▸ TEXTAUSSCHNITT:
---+---

Vorbeugung von Muskelkrämpfen
- Regelmäßige Dehnung: Zur nicht medikamentösen Vorbeugung kann bei Muskelkrämpfen die regelmäßige Dehnung der betroffenen Muskeln, z.B. abends vor dem Zubettgehen hilfreich sein und die Neigung zu Muskelkrämpfen reduzieren. Wer häufig unter nächtlichen Beinkrämpfen leidet, sollte die Waden- und Oberschenkel regelmäßig vor dem Schlafengehen dehnen, indem die Ferse kräftig nach unten durchgedrückt wird.
- Ausreichend trinken: Trinken wir nicht genug, kann unser Körper Nährstoffe nicht richtig transportieren. Dehydrierung ist insbesondere auch bei Sportlern und bei Hitze ein Risiko. Mindestens 1,5 Liter Wasser oder andere kalorienfreie Getränke wie Tee sollte es täglich sein. Bei hohen Belastungen ist Apfelsaftschorle ideal oder auch Wasser, dem etwas Salz zugesetzt ist.
- Bewegung: Ausreichend Bewegung über den Tag fördert die Durchblutung und kann Krämpfe verhindern. Achte darauf, dass du dich jeden Tag mindestens 30 Minuten bewegst. Das lockert die Muskeln und fördert die Durchblutung. Wenn du viel und gerne trainierst: Übertreibe es nicht und höre auf deinen Körper!
- Magnesium: Die Einnahme von Magnesium kann hilfreich sein, häufig sind allerdings höhere Dosen erforderlich, die dann häufig zu Nebenwirkungen des Magen-Darm-Traktes (Durchfall) führen. Allerdings konnten Studien zeigen, dass Magnesium außerhalb der Schwangerschaft keine sichere Wirkung gegenüber Placebo aufweist, so dass hier im Einzelfall entschieden werden muss, ob Magnesium zur Vorbeugung von Muskelkrämpfen überhaupt geeignet und wirksam ist. Aus unserer Sicht stehen wir deshalb der Therapie mit Magnesium kritisch gegenüber.
- Elektrostimulation: Neuere Untersuchungen konnten zeigen, dass eine spezielle Elektrostimulation der zu Muskelkrämpfen neigenden Muskeln zu einer Verminderung von Muskelkrämpfen führen kann. Ein Forscherteam an der Deutschen Sporthochschule Köln entdeckte, dass diese Methode die Reizschwelle für Muskelkrämpfe erhöht - und somit die Häufigkeit für Krämpfe über einen langen Zeitraum deutlich verringert.
- Gesunde Ernährung: Eine magnesiumreiche Ernährung ist wichtig, um einem Magnesiummangel als bekannteste Ursache für Muskel- und Wadenkrämpfe vorzubeugen. Bananen, Brokkoli, Vollkornbrot, Nüsse, Sonnenblumenkerne - die Liste der magnesiumreichen Lebensmittel ist lang.

---+---

▸ ZIEL DER ÜBUNG:
Erkläre in ein bis drei Sätzen, warum der Text über Muskelkrämpfe die Behandlung mit Magnesium kritisch sieht.

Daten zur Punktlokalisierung
---+---

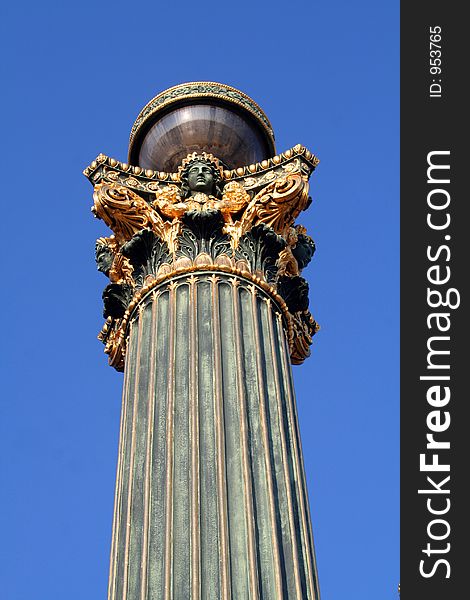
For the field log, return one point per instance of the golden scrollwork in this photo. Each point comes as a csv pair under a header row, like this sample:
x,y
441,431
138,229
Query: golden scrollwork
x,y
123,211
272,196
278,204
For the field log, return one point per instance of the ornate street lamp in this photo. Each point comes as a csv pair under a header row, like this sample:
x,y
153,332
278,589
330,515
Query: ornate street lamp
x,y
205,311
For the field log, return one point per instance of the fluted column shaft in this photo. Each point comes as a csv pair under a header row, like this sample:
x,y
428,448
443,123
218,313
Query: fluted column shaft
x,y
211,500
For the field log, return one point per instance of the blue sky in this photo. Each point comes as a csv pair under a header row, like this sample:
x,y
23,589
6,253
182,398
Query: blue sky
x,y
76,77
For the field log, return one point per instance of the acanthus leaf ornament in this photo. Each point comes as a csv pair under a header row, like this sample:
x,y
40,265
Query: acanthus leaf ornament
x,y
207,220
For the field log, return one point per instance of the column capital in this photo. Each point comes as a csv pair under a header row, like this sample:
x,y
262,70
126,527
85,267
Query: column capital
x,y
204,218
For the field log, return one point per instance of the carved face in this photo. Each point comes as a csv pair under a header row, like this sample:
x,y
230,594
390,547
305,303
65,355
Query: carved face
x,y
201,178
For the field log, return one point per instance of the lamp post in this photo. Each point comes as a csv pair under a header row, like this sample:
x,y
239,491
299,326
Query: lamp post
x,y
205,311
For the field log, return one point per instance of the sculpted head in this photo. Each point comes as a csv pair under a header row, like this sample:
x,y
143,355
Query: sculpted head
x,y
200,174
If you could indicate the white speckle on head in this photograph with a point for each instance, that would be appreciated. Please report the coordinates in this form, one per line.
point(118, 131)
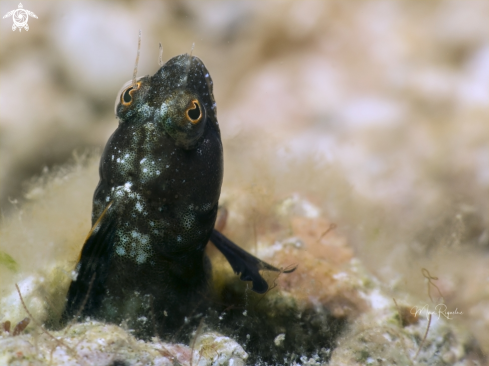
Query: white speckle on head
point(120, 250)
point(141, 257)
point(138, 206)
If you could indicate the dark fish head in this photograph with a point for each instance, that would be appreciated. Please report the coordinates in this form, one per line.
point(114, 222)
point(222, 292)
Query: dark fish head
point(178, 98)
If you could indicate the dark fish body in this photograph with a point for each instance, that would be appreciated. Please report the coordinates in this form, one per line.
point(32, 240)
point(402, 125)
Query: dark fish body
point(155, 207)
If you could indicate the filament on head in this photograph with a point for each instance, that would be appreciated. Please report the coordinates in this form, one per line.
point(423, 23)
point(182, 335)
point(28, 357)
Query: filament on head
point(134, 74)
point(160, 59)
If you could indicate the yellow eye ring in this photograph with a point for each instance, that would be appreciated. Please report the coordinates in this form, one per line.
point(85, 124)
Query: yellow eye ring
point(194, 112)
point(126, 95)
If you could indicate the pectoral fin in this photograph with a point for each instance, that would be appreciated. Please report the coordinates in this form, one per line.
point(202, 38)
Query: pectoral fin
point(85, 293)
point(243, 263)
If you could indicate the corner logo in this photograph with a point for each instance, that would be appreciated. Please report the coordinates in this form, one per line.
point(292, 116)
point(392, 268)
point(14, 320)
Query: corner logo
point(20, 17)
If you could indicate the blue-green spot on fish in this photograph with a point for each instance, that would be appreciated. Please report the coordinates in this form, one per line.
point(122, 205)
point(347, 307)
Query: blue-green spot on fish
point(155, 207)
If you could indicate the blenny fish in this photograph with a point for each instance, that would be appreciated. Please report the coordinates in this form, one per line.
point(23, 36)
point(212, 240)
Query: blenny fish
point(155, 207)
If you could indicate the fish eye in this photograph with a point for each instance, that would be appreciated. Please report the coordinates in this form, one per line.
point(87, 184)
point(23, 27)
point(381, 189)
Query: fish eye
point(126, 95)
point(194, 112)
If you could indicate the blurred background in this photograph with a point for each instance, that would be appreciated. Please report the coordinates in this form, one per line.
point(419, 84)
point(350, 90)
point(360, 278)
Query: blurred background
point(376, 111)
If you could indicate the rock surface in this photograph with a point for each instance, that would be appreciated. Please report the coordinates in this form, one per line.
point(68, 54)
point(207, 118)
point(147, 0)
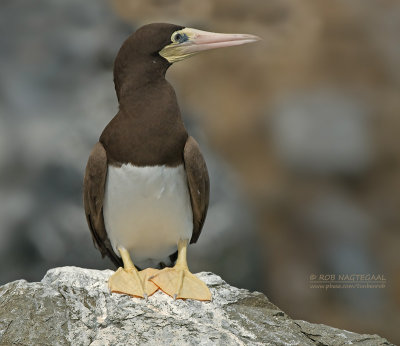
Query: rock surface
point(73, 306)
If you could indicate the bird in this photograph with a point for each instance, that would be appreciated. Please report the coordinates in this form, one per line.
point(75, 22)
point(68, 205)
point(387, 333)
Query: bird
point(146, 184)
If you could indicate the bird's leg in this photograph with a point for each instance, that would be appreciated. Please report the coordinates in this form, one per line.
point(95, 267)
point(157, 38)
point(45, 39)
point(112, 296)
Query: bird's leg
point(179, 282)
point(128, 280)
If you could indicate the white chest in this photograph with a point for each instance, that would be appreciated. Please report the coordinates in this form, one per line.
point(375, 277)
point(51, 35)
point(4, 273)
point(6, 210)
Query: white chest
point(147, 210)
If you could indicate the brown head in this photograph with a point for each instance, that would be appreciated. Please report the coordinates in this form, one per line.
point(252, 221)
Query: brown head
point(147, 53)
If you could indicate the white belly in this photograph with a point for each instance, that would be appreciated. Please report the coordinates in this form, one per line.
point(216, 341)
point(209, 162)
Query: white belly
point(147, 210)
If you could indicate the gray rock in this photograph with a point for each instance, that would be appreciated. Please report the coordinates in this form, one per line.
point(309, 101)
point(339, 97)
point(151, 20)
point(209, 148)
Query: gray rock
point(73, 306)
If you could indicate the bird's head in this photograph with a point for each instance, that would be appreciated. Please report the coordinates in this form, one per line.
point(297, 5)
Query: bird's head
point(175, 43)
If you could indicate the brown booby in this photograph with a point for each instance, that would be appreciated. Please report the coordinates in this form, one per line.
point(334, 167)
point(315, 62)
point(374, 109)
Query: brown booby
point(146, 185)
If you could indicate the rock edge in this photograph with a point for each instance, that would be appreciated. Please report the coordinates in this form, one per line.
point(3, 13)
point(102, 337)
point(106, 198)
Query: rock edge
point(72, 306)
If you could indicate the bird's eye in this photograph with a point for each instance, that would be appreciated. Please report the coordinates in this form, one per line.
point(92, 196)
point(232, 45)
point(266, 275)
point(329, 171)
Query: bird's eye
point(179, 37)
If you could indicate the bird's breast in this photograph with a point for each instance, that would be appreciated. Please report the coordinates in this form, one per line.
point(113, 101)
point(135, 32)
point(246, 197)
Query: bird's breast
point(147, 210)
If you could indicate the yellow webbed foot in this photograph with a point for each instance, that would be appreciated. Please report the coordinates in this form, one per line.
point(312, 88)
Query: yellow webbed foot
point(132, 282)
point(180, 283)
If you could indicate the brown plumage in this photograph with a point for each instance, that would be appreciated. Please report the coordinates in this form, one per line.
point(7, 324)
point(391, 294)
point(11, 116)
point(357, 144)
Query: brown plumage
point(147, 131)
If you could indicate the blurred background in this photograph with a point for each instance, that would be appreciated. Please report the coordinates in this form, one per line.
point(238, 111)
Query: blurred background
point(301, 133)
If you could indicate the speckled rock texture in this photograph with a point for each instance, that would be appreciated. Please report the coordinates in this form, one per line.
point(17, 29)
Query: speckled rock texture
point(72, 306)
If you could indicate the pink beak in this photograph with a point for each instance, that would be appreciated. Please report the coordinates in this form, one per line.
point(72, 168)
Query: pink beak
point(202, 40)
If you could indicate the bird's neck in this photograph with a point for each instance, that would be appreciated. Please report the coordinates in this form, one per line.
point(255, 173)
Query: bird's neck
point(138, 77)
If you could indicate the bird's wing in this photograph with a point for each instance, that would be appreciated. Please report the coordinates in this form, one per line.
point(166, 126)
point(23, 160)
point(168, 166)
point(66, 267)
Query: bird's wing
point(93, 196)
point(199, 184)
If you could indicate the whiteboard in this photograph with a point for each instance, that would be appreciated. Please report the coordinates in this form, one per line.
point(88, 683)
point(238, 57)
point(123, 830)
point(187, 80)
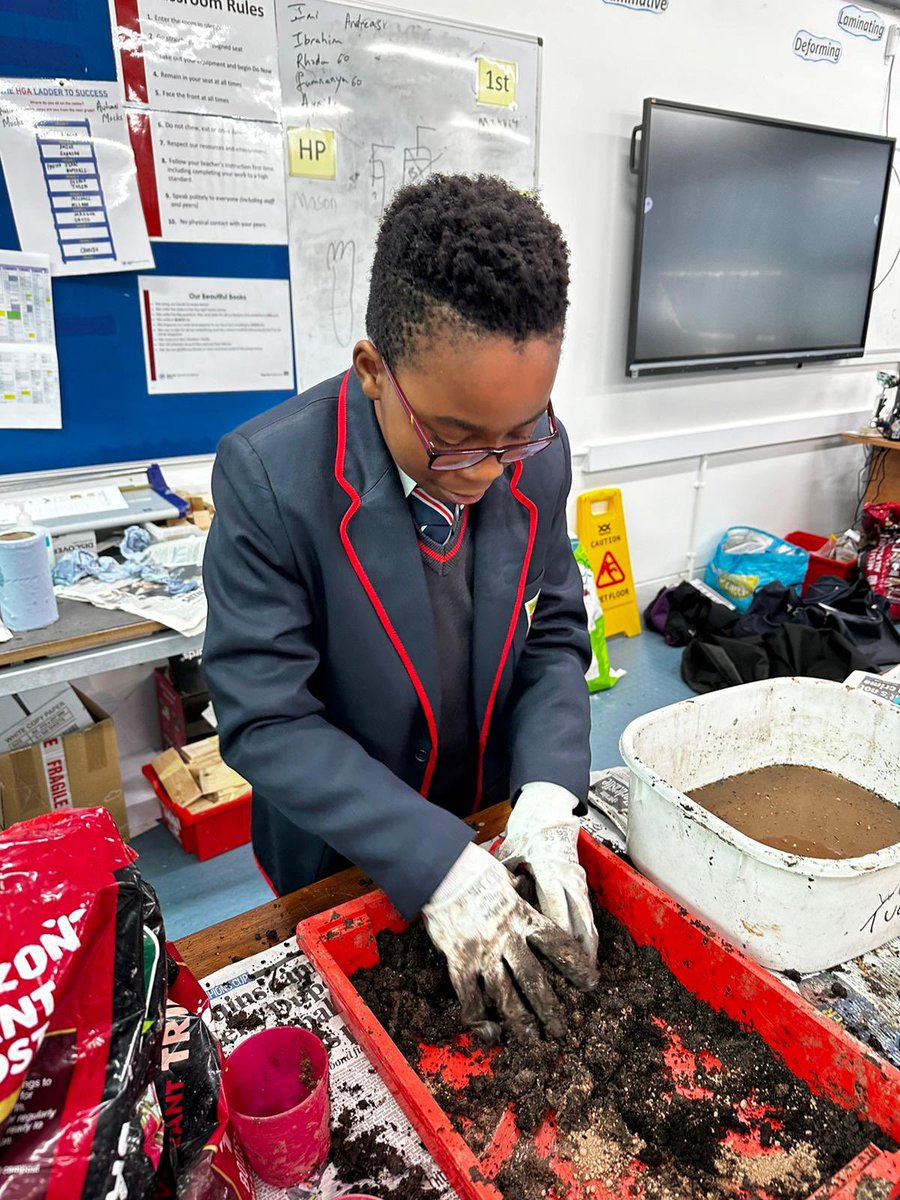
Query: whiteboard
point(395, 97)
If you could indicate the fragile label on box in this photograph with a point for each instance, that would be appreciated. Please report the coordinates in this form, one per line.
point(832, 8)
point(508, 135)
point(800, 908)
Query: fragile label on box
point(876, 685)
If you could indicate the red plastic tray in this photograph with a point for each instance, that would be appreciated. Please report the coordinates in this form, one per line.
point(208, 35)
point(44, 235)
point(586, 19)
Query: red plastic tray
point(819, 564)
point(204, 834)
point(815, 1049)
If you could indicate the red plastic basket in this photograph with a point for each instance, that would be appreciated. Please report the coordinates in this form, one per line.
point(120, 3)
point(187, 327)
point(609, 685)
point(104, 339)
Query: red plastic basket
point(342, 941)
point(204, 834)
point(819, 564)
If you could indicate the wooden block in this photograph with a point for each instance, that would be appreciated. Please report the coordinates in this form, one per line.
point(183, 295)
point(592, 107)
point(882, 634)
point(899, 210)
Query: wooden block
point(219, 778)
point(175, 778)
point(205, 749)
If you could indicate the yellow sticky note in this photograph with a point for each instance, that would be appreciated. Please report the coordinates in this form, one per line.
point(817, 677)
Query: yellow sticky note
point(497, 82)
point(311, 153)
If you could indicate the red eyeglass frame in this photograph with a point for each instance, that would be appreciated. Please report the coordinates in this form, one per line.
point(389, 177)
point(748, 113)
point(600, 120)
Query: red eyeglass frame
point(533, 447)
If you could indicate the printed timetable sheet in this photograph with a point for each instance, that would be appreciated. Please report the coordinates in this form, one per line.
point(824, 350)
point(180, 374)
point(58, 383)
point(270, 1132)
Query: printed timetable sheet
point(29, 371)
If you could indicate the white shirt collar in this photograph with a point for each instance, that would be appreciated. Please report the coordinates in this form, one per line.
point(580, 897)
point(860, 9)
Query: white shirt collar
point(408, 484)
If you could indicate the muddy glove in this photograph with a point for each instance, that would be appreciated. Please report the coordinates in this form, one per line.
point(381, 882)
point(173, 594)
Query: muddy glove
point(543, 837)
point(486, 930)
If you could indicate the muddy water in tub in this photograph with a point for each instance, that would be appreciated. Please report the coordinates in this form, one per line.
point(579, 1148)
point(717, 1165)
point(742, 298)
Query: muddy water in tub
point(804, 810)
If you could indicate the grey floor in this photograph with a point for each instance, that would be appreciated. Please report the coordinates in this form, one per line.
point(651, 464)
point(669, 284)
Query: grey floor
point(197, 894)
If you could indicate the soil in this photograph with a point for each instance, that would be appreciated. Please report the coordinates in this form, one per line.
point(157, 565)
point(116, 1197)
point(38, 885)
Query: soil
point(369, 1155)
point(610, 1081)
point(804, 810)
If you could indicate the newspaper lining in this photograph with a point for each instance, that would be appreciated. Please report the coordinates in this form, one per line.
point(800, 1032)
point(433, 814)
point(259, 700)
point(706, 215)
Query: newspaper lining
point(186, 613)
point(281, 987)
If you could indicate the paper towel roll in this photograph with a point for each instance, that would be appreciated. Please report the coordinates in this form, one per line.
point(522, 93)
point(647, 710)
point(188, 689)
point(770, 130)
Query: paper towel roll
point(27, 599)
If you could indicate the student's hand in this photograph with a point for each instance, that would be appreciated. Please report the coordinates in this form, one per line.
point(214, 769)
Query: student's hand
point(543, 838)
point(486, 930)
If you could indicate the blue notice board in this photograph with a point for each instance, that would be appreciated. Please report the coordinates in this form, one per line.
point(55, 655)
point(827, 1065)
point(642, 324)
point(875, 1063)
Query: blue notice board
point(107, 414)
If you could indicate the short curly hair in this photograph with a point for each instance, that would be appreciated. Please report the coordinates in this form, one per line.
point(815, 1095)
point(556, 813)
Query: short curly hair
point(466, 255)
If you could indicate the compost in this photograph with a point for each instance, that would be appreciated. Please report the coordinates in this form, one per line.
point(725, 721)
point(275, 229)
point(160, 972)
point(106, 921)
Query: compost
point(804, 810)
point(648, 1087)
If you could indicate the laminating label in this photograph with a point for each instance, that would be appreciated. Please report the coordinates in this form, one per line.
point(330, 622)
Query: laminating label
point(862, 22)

---+---

▸ DEINE ANTWORT:
Studien haben gezeigt, dass Magnesium außerhalb der Schwangerschaft keine sichere Wirkung gegenüber Placebo hat. Deshalb muss man im Einzelfall entscheiden, ob Magnesium zur Vorbeugung von Muskelkrämpfen überhaupt geeignet und wirksam ist.